Répondez aux questions suivantes d'après l'extrait choisi, consacré au film Sleepy Hollow :
(a) Quel personnage s'obstine d'abord à réfuter l'existence possible d'une magie que sa science ne pourrait expliquer ?
(b) À quel film de Mario Bava la mort de la mère du héros rend-elle hommage ?
(c) Qui doublait le cavalier lors des scènes de combat ?

[Extrait choisi]
________________________

La nature de ce dernier ne fait d'ailleurs jamais illusion. Il n'y a d'abord qu'Ichabod qui s'obstine à réfuter l'existence possible d'une magie que sa science ne pourrait expliquer. Détenteur d'un savoir scientifique qui contribue à le couper de ses contemporains, Crane se voit bientôt contraint d'abandonner toute ses certitudes face à l'existence de son fantastique adversaire, seul monstre véritable de l'intrigue, guidé par la volonté malveillante d'un maître énigmatique. A choisir donc entre pragmatisme et magie, Burton montre sans surprise une préférence nette pour la magie, et son cavalier sans tête devient évidemment l'incarnation parfaite et malsaine de l'imaginaire fantaisiste et sordide du cinéaste. Le fantastique burtonien de l'époque, essentiellement visuel, ne s'embarrassait ainsi jamais trop longtemps de la moindre remise en question et plongeait toujours avec joie dans la fantasy la plus macabre.


La force du film ne se limite pourtant pas seulement à son tour de force visuel mais également à des sursauts de cruauté surprenants de la part du Burton d'alors. Ainsi, jamais le cinéaste n'avait encore fait preuve d'autant de férocité dans l'élaboration de ses mises à mort successives. De la mère du héros sacrifiée façon vierge de Nuremberg (hommage appuyé au Masque du Démon de Mario Bava, un des films de chevet de Burton) au soupirant valeureux se battant en duel avec l'assassin avant de se faire littéralement couper en deux par sa lame, en passant par cette famille décimée du point de vue d'un enfant avant que celui-ci ne soit également sacrifié (hors-champ) par le cavalier, Burton fait montre d'une réelle audace, et confère à son cavalier une aura de tueur impitoyable et invulnérable, capable des pires atrocités. Malin, le réalisateur en profite au passage pour questionner le spectateur sur les motivations du tueur lorsque ce dernier se refuse de tuer Ichabod lors de leur première confrontation. Chaque apparition du cavalier donnent d'ailleurs lieu à des séquences d'actions et de duels à l'arme blanche soigneusement chorégraphiées (c'est d'ailleurs Ray Park/Darth Maul qui doublait le cavalier lors des scènes de combat). Des affrontements mémorables qui tendent à rapprocher Sleepy Hollow des classiques de films de cape et d'épée et qui trouvent en point d'orgue cette formidable confrontation finale sur le toit d'un carrosse lancé à toute allure au milieu d'une forêt sinistre.

________________________

[Jeu de données]
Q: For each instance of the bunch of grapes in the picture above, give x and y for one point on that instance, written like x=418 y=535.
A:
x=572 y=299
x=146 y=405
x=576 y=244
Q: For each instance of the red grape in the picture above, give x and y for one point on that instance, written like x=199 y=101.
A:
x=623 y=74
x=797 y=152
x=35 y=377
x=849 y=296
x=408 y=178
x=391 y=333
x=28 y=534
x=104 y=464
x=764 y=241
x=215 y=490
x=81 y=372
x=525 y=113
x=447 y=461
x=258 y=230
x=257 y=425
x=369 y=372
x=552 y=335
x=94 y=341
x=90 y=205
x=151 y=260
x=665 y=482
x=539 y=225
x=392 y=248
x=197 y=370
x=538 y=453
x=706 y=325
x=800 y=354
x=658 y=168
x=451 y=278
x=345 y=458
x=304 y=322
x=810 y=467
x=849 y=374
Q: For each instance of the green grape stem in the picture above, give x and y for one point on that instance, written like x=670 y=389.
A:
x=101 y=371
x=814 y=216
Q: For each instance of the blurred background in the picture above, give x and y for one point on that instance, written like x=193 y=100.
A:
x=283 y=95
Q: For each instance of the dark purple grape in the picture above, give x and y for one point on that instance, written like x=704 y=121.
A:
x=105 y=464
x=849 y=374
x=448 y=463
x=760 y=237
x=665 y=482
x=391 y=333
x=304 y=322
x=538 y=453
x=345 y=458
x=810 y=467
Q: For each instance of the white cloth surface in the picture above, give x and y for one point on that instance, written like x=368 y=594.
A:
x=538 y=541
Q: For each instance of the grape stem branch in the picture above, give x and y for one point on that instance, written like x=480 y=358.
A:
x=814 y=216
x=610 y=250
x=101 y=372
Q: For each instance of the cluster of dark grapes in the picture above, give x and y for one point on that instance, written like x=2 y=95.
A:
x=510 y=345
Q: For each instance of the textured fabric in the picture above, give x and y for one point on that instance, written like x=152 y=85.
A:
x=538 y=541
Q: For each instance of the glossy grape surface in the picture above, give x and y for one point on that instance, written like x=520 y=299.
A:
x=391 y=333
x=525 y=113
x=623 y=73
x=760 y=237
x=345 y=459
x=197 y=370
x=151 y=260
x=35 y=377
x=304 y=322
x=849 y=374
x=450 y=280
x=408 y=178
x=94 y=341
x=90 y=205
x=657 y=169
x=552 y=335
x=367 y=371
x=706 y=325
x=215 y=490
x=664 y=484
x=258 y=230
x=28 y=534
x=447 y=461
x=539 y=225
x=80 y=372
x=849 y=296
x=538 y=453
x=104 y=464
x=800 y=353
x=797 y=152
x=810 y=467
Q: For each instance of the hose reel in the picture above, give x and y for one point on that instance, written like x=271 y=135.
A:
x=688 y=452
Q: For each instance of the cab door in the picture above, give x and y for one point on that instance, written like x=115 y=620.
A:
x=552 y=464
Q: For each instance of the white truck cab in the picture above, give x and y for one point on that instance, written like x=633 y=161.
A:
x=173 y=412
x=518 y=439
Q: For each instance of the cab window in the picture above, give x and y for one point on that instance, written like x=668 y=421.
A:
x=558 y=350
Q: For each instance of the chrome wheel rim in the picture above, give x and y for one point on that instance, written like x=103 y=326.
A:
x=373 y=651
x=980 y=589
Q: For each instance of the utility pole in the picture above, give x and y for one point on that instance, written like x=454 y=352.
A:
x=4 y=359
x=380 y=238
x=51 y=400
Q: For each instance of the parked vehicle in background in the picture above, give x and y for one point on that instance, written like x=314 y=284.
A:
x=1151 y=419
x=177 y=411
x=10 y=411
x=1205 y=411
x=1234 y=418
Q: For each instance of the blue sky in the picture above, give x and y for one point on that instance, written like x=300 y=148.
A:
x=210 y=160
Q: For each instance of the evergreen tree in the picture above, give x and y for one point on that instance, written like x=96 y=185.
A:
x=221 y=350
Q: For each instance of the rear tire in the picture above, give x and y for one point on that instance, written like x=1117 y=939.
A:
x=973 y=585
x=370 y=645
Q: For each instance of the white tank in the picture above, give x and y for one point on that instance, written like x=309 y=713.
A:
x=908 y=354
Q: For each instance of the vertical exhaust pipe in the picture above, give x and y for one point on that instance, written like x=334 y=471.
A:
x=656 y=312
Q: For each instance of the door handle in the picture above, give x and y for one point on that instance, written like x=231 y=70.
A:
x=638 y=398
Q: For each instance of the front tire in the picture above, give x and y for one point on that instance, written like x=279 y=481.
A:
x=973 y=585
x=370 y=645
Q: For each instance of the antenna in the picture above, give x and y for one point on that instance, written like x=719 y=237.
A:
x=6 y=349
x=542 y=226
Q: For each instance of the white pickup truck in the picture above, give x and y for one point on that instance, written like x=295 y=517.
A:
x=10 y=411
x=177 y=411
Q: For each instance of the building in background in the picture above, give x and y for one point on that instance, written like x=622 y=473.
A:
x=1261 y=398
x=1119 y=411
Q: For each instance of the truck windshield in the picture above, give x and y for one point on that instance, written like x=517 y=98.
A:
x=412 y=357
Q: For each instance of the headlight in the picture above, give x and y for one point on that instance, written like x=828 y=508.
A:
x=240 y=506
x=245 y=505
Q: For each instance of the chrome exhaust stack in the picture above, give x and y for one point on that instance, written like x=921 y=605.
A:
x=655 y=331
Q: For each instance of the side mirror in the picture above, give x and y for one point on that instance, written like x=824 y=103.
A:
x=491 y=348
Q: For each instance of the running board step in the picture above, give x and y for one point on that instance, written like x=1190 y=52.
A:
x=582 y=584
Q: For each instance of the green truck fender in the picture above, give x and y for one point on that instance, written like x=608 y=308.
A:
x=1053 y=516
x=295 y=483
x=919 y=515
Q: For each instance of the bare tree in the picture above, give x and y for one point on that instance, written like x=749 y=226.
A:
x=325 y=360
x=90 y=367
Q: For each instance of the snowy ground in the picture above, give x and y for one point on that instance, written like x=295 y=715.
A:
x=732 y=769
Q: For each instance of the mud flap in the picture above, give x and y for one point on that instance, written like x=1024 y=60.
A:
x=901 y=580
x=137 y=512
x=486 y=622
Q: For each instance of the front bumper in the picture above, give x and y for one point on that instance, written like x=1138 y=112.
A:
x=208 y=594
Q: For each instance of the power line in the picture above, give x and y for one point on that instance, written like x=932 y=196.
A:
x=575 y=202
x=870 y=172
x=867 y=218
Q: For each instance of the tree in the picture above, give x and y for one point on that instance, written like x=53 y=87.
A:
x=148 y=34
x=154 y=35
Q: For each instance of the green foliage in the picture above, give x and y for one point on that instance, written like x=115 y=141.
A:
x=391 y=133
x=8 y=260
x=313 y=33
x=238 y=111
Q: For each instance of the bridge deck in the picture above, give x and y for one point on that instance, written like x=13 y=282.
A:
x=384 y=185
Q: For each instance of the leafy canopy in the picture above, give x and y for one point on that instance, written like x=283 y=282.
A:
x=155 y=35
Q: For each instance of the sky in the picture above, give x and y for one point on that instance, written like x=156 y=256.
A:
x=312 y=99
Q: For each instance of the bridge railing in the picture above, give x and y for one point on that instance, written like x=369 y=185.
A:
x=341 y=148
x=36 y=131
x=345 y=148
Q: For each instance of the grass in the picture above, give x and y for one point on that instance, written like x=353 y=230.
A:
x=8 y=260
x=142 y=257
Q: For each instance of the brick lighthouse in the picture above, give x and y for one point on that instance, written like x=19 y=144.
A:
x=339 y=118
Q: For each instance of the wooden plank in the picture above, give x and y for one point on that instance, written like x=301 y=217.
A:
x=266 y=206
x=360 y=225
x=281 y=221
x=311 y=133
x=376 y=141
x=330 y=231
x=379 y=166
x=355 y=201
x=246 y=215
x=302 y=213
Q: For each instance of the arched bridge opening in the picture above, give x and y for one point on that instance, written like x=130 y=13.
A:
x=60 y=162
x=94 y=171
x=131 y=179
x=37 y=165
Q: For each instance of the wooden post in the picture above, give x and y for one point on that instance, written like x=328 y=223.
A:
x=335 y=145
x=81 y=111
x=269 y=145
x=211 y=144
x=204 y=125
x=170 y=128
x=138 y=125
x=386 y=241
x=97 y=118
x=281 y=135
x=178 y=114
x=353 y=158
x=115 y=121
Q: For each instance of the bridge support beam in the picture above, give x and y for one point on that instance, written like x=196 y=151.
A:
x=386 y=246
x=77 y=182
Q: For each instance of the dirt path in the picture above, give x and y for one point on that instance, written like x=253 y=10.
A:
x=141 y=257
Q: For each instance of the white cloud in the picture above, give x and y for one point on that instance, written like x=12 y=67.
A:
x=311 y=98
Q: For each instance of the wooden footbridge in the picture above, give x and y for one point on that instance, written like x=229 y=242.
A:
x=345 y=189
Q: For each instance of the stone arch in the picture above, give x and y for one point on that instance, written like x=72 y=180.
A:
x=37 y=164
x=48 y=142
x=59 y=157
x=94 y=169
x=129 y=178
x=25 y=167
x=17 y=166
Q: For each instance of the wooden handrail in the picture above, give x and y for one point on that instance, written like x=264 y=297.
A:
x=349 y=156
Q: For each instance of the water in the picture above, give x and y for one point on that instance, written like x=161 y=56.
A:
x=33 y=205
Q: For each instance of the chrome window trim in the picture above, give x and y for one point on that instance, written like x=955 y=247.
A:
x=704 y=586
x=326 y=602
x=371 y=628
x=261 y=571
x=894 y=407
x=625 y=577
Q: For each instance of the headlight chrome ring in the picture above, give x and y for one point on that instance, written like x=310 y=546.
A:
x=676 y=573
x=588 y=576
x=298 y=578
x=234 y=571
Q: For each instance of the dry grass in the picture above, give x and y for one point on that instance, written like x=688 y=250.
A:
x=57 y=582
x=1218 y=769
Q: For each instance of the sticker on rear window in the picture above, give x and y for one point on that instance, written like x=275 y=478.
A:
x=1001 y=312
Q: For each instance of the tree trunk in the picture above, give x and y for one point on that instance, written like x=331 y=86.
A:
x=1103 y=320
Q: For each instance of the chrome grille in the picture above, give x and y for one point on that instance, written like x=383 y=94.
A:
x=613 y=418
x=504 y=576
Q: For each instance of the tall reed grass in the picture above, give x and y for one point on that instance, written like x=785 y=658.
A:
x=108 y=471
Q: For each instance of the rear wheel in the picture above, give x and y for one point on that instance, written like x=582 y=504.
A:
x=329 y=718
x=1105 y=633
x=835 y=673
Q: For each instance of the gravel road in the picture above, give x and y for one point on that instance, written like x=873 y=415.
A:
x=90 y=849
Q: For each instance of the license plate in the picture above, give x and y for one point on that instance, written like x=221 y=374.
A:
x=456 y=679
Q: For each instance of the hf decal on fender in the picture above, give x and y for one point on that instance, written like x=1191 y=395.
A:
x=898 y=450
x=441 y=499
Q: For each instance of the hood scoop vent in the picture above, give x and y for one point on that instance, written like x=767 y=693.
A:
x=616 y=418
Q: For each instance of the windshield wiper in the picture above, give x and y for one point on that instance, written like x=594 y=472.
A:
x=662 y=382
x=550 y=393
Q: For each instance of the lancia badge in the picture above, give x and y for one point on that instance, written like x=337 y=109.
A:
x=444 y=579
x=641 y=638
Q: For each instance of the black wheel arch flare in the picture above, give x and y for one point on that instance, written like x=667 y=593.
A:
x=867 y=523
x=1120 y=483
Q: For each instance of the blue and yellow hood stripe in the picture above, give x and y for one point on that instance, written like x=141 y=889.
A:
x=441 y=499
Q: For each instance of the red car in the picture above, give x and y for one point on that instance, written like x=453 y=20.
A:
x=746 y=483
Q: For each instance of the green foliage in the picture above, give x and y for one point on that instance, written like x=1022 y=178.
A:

________________________

[Réponse]
(a) Ichabod Crane.
(b) Au Masque du Démon.
(c) Ray Park.